→ **ЗАДАНИЕ A**:
Установите, согласуются ли с отрывком о визите к губернатору Янковскому утверждения (i)–(iii). Для каждого ответьте «да» или «нет» и приведите точную цитату из отрывка, на которой основан ответ.
(i) Шидловский дал о рассказчике благоприятный отзыв.
(ii) Яровицкий забрал свое прошение назад.
(iii) Слухи о переводе Янковского связывали с Лесняком.

III.
Мой
второй визит к губ. Янковскому. —
Назначение меня на должность секретаря Статистического
комитета. — Отношение Янковского к земству. —
Перевод Янковского в Житомир. — Знакомство
с канцелярией
губернатора. — Отъезд Янковского из
Полтавы.
Дни
ожидания
результатов моего первого визита к
губернатору Янковскому тянулись томительно
долго. Каждый день приносил какие-нибудь
слухи, — как относительно моей персоны, так
еще и служившего в канцелярии
губернатора Е.И. Лесняка, которого прочили в
секретари крестьянского присутствия.
А
тут еще стали носиться настойчивые слухи,
что Янковского переводят
из Полтавы — при чем, говорили потихоньку,
что виною этому Фришберг.
На
запрос обо мне губернатора, Шидловский
дал отзыв благоприятный. Значит дело
двинуто.
Но
слухи то прочили меня в крестьянское
присутствие, а Лесняка в секретари
статистического
комитета, то меня
или Лесняка на обе должности. Особенно меня
взволновал слух, что Яровицкий
остается в Полтаве и
заявил Янковскому, что прошения своего назад не берет и что запрос о нем
уже "пошел к ректору университета".
Думаю — шансы не равны, о нем спросят и у
ректора, а обо мне только у Шидловского.
Решил пойти вновь к Янковскому.

→ **ИСХОДНЫЕ ДАННЫЕ**:
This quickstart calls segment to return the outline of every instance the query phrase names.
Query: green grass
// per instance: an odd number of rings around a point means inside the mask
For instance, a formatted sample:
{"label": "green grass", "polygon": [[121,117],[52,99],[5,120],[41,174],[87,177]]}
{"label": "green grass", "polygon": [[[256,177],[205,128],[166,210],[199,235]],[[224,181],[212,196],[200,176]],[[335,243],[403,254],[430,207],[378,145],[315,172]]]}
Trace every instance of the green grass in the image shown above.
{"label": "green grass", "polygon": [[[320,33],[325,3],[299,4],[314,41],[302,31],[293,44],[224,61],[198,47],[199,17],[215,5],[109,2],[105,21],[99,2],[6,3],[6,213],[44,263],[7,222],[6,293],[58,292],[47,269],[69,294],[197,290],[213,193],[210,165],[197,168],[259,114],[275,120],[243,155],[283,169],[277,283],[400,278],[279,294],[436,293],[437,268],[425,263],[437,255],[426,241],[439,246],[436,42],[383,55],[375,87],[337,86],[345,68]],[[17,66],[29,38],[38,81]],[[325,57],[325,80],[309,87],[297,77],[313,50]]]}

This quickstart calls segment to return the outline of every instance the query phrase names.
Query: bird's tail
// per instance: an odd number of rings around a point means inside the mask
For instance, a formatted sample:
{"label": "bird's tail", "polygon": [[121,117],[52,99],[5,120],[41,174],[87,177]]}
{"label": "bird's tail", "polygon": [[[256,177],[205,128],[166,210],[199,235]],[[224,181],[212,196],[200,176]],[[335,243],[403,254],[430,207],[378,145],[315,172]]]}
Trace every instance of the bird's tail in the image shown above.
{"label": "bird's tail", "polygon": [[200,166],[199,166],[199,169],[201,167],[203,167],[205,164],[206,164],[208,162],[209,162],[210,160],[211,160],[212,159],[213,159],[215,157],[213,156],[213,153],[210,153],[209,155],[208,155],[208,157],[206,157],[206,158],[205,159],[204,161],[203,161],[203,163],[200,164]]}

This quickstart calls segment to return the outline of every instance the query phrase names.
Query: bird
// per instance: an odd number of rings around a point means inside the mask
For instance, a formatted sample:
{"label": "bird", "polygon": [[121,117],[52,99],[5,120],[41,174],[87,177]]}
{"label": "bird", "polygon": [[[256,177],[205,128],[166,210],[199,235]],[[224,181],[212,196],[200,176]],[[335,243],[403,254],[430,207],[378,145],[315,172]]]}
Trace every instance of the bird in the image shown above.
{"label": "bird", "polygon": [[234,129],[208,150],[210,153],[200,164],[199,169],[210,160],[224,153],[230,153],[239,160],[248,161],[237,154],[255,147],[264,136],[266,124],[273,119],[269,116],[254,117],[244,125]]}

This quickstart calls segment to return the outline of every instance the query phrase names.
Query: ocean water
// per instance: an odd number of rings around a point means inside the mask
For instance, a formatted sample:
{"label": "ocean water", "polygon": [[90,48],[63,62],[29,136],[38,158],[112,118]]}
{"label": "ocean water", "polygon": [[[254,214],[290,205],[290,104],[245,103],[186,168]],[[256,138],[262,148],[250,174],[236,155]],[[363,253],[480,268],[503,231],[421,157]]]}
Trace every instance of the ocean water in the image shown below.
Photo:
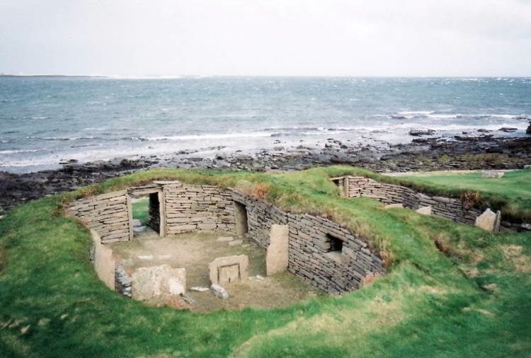
{"label": "ocean water", "polygon": [[[531,79],[0,77],[0,170],[28,172],[180,151],[210,156],[278,146],[406,142],[496,131],[525,135]],[[493,132],[498,135],[500,132]]]}

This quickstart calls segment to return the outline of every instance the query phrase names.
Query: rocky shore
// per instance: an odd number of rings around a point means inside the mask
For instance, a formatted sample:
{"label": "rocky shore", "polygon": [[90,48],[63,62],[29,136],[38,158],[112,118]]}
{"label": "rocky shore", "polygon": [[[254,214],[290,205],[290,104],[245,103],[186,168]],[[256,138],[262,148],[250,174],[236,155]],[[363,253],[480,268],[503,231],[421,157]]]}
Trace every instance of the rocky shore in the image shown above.
{"label": "rocky shore", "polygon": [[379,145],[351,144],[331,138],[319,147],[278,146],[273,151],[264,150],[253,154],[220,152],[213,158],[206,158],[181,151],[164,158],[117,158],[86,163],[68,162],[63,164],[62,169],[28,174],[0,171],[0,215],[1,212],[27,200],[152,167],[275,171],[348,164],[377,172],[400,172],[514,169],[531,165],[530,136],[500,137],[481,132],[479,135],[465,133],[439,137],[431,134],[413,134],[414,139],[406,144],[391,145],[384,142]]}

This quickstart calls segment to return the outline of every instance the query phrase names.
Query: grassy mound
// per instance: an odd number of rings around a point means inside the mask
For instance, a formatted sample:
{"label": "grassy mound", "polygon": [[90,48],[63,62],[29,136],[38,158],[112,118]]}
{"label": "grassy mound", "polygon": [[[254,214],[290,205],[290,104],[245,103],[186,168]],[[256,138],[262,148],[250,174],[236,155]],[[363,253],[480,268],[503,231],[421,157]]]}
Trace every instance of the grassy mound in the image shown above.
{"label": "grassy mound", "polygon": [[[491,233],[338,197],[329,178],[355,171],[154,170],[10,211],[0,220],[0,357],[528,357],[531,234]],[[88,232],[60,209],[153,179],[236,186],[287,210],[326,214],[392,265],[361,290],[287,308],[146,306],[98,279]]]}

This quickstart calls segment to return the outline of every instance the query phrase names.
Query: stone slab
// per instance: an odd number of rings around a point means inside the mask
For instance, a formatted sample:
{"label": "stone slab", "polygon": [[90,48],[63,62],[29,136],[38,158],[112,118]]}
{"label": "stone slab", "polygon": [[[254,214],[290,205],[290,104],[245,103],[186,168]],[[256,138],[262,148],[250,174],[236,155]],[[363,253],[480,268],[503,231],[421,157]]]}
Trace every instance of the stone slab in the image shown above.
{"label": "stone slab", "polygon": [[289,234],[287,225],[271,225],[269,246],[266,254],[266,272],[268,276],[287,270]]}
{"label": "stone slab", "polygon": [[431,215],[431,206],[421,207],[416,210],[418,214],[423,215]]}
{"label": "stone slab", "polygon": [[139,301],[179,295],[186,289],[186,270],[169,265],[139,267],[132,278],[132,298]]}
{"label": "stone slab", "polygon": [[487,209],[485,212],[476,218],[476,226],[487,230],[493,231],[497,221],[497,214]]}

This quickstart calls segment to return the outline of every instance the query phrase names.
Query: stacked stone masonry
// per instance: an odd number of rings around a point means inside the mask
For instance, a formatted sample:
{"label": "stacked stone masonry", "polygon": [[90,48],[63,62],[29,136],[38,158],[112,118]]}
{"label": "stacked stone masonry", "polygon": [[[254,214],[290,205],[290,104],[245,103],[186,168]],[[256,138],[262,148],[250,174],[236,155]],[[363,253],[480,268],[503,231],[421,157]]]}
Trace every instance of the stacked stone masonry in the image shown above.
{"label": "stacked stone masonry", "polygon": [[401,204],[415,210],[430,206],[432,214],[462,224],[474,225],[476,217],[482,212],[476,208],[465,208],[459,199],[426,195],[362,176],[343,177],[334,181],[341,186],[346,197],[371,197],[385,204]]}
{"label": "stacked stone masonry", "polygon": [[[289,227],[288,271],[329,293],[359,288],[365,277],[385,272],[382,260],[360,237],[328,219],[285,212],[263,200],[233,191],[233,199],[247,209],[249,236],[266,248],[273,224]],[[343,242],[331,252],[328,236]]]}
{"label": "stacked stone masonry", "polygon": [[68,209],[101,238],[101,243],[130,239],[129,197],[126,190],[78,200]]}
{"label": "stacked stone masonry", "polygon": [[[246,236],[262,248],[269,245],[272,225],[288,226],[288,271],[323,291],[349,291],[360,287],[367,276],[385,272],[382,260],[366,242],[326,218],[287,213],[264,200],[212,185],[171,183],[158,187],[164,201],[160,212],[160,220],[165,223],[163,235],[202,230],[234,232],[238,202],[245,207]],[[139,190],[130,188],[79,200],[69,212],[96,231],[102,243],[130,240],[127,192],[138,194]],[[341,243],[340,249],[332,247],[331,237]]]}
{"label": "stacked stone masonry", "polygon": [[234,208],[230,194],[213,185],[164,185],[166,234],[187,231],[233,231]]}
{"label": "stacked stone masonry", "polygon": [[[476,218],[483,213],[476,208],[466,208],[459,199],[430,196],[409,187],[380,183],[363,176],[345,176],[333,178],[345,197],[372,197],[385,204],[401,204],[406,207],[418,209],[431,207],[431,213],[455,222],[474,225]],[[501,228],[507,231],[527,231],[529,224],[501,221]]]}

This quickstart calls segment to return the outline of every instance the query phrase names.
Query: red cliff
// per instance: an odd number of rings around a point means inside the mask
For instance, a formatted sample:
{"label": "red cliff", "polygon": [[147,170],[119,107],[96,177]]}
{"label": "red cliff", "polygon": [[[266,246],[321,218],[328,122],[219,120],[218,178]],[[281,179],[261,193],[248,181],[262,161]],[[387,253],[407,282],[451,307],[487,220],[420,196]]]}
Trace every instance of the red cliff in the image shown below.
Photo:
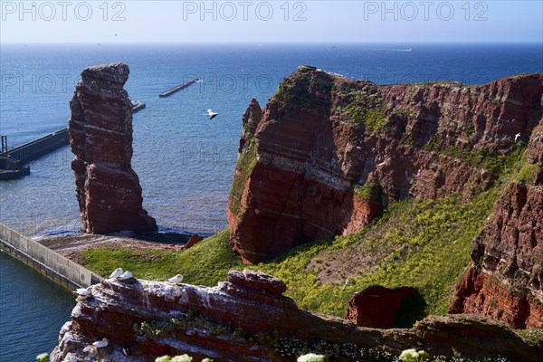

→ **ЗАДАНИЕ B**: Отредактируйте записи от их начала до строки, содержащей «Trace every instance of the green», включительно: замените «green grass» на «tall grass», остальное оставьте без изменений.

→ **ПОЛНЫЙ ОТВЕТ A**:
(i) Да: «дал отзыв благоприятный».
(ii) Нет: «заявил Янковскому, что прошения своего назад не берет».
(iii) Нет: «что виною этому Фришберг».

→ **ПОЛНЫЙ ОТВЕТ B**:
This quickstart calls segment to return the outline of every instance the query phrase names.
Query: tall grass
// per instance: an odd number of rings around a point means inside the mask
For instance, a formatted sample:
{"label": "tall grass", "polygon": [[121,117],[52,99],[5,120],[41,174],[87,177]]}
{"label": "tall grass", "polygon": [[[256,177],[205,128],[166,210],[199,235]],[[224,181],[212,196],[200,176]],[[335,243],[403,254],[430,207],[378,145],[315,172]]]}
Trace every instance of the tall grass in the image shown above.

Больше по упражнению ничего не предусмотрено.